- **Supplied data**:
....

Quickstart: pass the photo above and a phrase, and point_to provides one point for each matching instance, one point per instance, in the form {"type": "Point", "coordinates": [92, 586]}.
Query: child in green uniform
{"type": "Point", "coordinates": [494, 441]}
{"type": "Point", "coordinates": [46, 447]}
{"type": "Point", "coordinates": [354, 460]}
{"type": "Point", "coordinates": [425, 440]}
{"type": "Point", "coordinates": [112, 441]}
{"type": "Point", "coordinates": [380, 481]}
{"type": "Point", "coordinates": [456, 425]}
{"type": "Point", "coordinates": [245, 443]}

....

- **Activity**: The entries need to be set down again in full, with no word changed.

- **Solution for this task**:
Quickstart: pass the photo above and a phrase, and point_to provides one point for each matching instance, one point per instance, in the form {"type": "Point", "coordinates": [92, 586]}.
Query: child in green uniform
{"type": "Point", "coordinates": [494, 441]}
{"type": "Point", "coordinates": [46, 447]}
{"type": "Point", "coordinates": [354, 460]}
{"type": "Point", "coordinates": [425, 440]}
{"type": "Point", "coordinates": [112, 441]}
{"type": "Point", "coordinates": [380, 481]}
{"type": "Point", "coordinates": [456, 425]}
{"type": "Point", "coordinates": [245, 443]}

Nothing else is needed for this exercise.